- **EXERCISE INSTRUCTIONS**: Extract each line of the data and write it out again exactly.

- **EXCERPTED DATA**:
────────────────

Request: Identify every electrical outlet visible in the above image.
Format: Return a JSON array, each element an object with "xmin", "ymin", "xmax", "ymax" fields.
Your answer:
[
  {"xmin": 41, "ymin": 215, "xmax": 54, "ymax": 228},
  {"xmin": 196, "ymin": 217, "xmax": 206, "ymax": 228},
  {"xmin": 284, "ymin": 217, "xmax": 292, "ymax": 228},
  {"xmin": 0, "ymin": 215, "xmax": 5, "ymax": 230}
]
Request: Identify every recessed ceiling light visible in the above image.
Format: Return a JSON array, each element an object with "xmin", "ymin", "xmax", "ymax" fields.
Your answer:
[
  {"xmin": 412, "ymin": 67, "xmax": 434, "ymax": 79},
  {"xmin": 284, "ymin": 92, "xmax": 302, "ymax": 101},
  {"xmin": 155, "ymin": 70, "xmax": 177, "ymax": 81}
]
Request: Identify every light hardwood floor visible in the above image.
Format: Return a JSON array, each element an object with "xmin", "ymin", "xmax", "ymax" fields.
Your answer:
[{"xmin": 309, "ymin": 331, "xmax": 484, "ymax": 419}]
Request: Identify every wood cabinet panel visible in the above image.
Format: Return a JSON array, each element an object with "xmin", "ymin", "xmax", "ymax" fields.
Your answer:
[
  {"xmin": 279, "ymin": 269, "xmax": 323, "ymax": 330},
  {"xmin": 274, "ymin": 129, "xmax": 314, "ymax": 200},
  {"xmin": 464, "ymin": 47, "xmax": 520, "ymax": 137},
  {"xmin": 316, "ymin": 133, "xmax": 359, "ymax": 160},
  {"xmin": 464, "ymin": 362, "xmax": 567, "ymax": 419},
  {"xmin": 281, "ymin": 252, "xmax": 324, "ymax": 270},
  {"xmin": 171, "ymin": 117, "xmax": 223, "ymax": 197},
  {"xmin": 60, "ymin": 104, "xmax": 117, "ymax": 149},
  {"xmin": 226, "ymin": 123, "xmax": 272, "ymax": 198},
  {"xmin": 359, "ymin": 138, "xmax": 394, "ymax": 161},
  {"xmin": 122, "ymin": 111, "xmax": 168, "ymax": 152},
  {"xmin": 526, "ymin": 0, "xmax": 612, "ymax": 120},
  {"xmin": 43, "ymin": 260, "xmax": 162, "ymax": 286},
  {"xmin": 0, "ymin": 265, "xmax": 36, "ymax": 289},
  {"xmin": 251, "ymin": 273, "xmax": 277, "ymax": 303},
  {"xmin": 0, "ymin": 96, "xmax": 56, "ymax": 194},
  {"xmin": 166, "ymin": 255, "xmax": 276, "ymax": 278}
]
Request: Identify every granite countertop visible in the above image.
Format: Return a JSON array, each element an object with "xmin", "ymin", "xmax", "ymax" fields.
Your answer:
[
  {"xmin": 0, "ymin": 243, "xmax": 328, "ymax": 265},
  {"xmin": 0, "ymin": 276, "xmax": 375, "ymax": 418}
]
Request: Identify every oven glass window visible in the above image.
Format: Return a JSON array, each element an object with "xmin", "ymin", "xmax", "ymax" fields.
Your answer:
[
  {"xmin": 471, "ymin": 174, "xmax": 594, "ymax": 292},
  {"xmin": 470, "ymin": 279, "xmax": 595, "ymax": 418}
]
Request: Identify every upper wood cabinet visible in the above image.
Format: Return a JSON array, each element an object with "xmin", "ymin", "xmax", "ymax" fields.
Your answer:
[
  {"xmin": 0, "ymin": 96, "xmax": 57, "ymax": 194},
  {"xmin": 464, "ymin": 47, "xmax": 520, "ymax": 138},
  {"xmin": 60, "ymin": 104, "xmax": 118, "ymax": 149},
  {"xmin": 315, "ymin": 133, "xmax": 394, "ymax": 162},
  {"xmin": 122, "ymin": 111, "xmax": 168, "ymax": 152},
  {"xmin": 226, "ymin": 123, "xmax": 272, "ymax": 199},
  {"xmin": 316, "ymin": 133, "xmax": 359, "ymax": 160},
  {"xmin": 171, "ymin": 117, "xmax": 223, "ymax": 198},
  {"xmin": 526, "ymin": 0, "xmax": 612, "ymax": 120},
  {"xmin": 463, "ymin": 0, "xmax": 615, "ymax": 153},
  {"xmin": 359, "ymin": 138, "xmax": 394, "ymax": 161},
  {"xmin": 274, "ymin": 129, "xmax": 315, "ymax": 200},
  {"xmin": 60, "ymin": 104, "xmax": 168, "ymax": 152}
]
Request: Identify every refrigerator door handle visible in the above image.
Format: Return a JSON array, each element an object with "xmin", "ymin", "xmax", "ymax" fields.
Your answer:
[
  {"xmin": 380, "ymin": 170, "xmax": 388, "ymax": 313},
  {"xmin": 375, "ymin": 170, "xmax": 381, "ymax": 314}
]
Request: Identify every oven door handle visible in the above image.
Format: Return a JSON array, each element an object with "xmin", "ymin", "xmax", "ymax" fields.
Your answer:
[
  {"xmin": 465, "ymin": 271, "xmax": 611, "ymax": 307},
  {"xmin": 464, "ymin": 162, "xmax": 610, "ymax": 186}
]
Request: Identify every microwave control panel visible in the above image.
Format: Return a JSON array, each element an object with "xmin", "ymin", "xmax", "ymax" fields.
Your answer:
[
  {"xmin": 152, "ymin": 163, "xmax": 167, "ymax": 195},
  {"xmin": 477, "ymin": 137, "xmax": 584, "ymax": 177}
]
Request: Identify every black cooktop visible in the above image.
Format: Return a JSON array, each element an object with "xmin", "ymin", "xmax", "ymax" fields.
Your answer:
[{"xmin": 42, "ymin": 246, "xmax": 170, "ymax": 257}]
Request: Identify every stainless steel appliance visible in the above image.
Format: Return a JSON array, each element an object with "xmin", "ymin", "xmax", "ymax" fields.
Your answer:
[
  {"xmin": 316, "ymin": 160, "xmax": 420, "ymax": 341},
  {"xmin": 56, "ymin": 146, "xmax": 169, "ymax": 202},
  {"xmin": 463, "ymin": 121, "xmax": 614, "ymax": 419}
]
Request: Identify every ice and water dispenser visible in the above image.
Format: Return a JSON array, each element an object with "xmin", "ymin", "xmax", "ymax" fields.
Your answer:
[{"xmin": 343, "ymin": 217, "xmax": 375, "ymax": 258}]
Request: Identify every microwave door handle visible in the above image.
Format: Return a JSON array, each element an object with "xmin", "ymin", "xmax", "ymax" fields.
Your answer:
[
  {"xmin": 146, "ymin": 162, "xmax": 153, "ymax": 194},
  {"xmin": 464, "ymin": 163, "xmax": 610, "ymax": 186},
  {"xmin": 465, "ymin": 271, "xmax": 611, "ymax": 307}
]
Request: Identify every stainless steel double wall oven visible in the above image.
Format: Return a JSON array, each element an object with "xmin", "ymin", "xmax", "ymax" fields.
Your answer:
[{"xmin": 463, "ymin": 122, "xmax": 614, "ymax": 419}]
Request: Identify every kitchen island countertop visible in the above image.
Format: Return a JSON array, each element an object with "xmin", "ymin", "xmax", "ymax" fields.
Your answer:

────────────────

- **SOLUTION FOR THIS EXERCISE**:
Request: Identify every electrical outlet visible in the above image.
Format: Return a JSON array, each element an object with "xmin", "ymin", "xmax", "ymax" fields.
Your answer:
[
  {"xmin": 41, "ymin": 215, "xmax": 54, "ymax": 228},
  {"xmin": 196, "ymin": 217, "xmax": 206, "ymax": 228},
  {"xmin": 284, "ymin": 217, "xmax": 292, "ymax": 228},
  {"xmin": 0, "ymin": 215, "xmax": 5, "ymax": 230}
]
Request: Identify every recessed ceiling light visible in the above image.
Format: Return a JSON array, each element an object with "xmin", "ymin", "xmax", "ymax" fields.
Your answer:
[
  {"xmin": 412, "ymin": 67, "xmax": 434, "ymax": 79},
  {"xmin": 284, "ymin": 92, "xmax": 302, "ymax": 101},
  {"xmin": 155, "ymin": 70, "xmax": 177, "ymax": 81}
]
Request: Identify every light hardwood floor visible in the above image.
Format: Return a JSON array, each element an object with "xmin", "ymin", "xmax", "ymax" fields.
Your answer:
[{"xmin": 309, "ymin": 331, "xmax": 484, "ymax": 419}]
Request: Identify every wood cabinet panel visible in the above image.
Format: Return a JSON array, each element an object with "xmin", "ymin", "xmax", "ymax" fields.
Your answer:
[
  {"xmin": 279, "ymin": 269, "xmax": 323, "ymax": 330},
  {"xmin": 274, "ymin": 129, "xmax": 314, "ymax": 200},
  {"xmin": 464, "ymin": 47, "xmax": 520, "ymax": 137},
  {"xmin": 316, "ymin": 133, "xmax": 359, "ymax": 160},
  {"xmin": 464, "ymin": 362, "xmax": 567, "ymax": 419},
  {"xmin": 281, "ymin": 252, "xmax": 324, "ymax": 270},
  {"xmin": 171, "ymin": 117, "xmax": 223, "ymax": 197},
  {"xmin": 60, "ymin": 104, "xmax": 117, "ymax": 149},
  {"xmin": 226, "ymin": 123, "xmax": 272, "ymax": 198},
  {"xmin": 359, "ymin": 138, "xmax": 394, "ymax": 161},
  {"xmin": 122, "ymin": 111, "xmax": 168, "ymax": 152},
  {"xmin": 526, "ymin": 0, "xmax": 612, "ymax": 120},
  {"xmin": 43, "ymin": 260, "xmax": 162, "ymax": 286},
  {"xmin": 0, "ymin": 265, "xmax": 36, "ymax": 289},
  {"xmin": 251, "ymin": 273, "xmax": 277, "ymax": 303},
  {"xmin": 0, "ymin": 96, "xmax": 56, "ymax": 194},
  {"xmin": 166, "ymin": 255, "xmax": 276, "ymax": 278}
]
Request: Identify every granite countertop visible in the above image.
Format: Return a JSON array, each element an object with "xmin", "ymin", "xmax", "ymax" fields.
Your answer:
[
  {"xmin": 0, "ymin": 243, "xmax": 328, "ymax": 265},
  {"xmin": 0, "ymin": 276, "xmax": 375, "ymax": 418}
]
Request: Identify every oven glass window visible in the above image.
Format: Return a JSON array, each element an object with "xmin", "ymin", "xmax", "ymax" fields.
Your answer:
[
  {"xmin": 471, "ymin": 174, "xmax": 594, "ymax": 292},
  {"xmin": 470, "ymin": 279, "xmax": 595, "ymax": 418}
]
Request: Identify every upper wood cabinet visible in the above image.
Format: Return a JSON array, each element an object with "xmin", "ymin", "xmax", "ymax" fields.
Your answer:
[
  {"xmin": 0, "ymin": 96, "xmax": 57, "ymax": 194},
  {"xmin": 464, "ymin": 47, "xmax": 520, "ymax": 138},
  {"xmin": 60, "ymin": 104, "xmax": 118, "ymax": 149},
  {"xmin": 315, "ymin": 133, "xmax": 394, "ymax": 162},
  {"xmin": 122, "ymin": 111, "xmax": 168, "ymax": 152},
  {"xmin": 226, "ymin": 123, "xmax": 272, "ymax": 199},
  {"xmin": 316, "ymin": 133, "xmax": 359, "ymax": 160},
  {"xmin": 171, "ymin": 117, "xmax": 223, "ymax": 198},
  {"xmin": 526, "ymin": 0, "xmax": 612, "ymax": 120},
  {"xmin": 463, "ymin": 0, "xmax": 615, "ymax": 153},
  {"xmin": 359, "ymin": 138, "xmax": 394, "ymax": 161},
  {"xmin": 274, "ymin": 129, "xmax": 315, "ymax": 200},
  {"xmin": 60, "ymin": 104, "xmax": 168, "ymax": 152}
]
Request: Identify every refrigerator door handle visible in the above image.
Format: Return a JSON array, each element an object with "xmin", "ymin", "xmax", "ymax" fields.
Your answer:
[
  {"xmin": 380, "ymin": 170, "xmax": 388, "ymax": 313},
  {"xmin": 375, "ymin": 170, "xmax": 381, "ymax": 314}
]
Request: Identify every oven door handle visible in the above image.
Format: Return a JSON array, each element an object with "xmin", "ymin", "xmax", "ymax" fields.
Your answer:
[
  {"xmin": 465, "ymin": 271, "xmax": 611, "ymax": 307},
  {"xmin": 464, "ymin": 162, "xmax": 610, "ymax": 186}
]
Request: Identify every microwave control panel visible in the above image.
Format: Return a JSON array, each element an object with "xmin", "ymin", "xmax", "ymax" fields.
Your answer:
[
  {"xmin": 152, "ymin": 163, "xmax": 167, "ymax": 195},
  {"xmin": 477, "ymin": 137, "xmax": 584, "ymax": 177}
]
Request: Identify every black cooktop visible in the above image.
Format: Return a JSON array, each element an object with "xmin", "ymin", "xmax", "ymax" fields.
Your answer:
[{"xmin": 42, "ymin": 246, "xmax": 170, "ymax": 257}]
Request: Identify every stainless steel appliance visible in the above image.
Format: Return a JSON array, each element an object with "xmin", "ymin", "xmax", "ymax" fields.
Your answer:
[
  {"xmin": 316, "ymin": 160, "xmax": 420, "ymax": 341},
  {"xmin": 56, "ymin": 146, "xmax": 169, "ymax": 202},
  {"xmin": 463, "ymin": 121, "xmax": 614, "ymax": 419}
]
Request: Identify every ice and water dispenser visible in the above image.
Format: Return a JSON array, each element an object with "xmin", "ymin", "xmax", "ymax" fields.
Your answer:
[{"xmin": 343, "ymin": 217, "xmax": 375, "ymax": 258}]
Request: Identify every microwave door handle visible in the above image.
Format: Return a JSON array, each element an object with "xmin", "ymin", "xmax", "ymax" fields.
Your answer:
[
  {"xmin": 146, "ymin": 162, "xmax": 153, "ymax": 194},
  {"xmin": 464, "ymin": 163, "xmax": 610, "ymax": 186},
  {"xmin": 465, "ymin": 271, "xmax": 611, "ymax": 307}
]
Request: Identify every stainless steel double wall oven visible in the above image.
Format: Return a JSON array, each element an object with "xmin", "ymin", "xmax", "ymax" fields.
Your answer:
[{"xmin": 463, "ymin": 122, "xmax": 614, "ymax": 419}]
Request: Identify every kitchen island countertop visible in the above image.
Format: Return a JSON array, each element an object with "xmin", "ymin", "xmax", "ymax" fields.
Your answer:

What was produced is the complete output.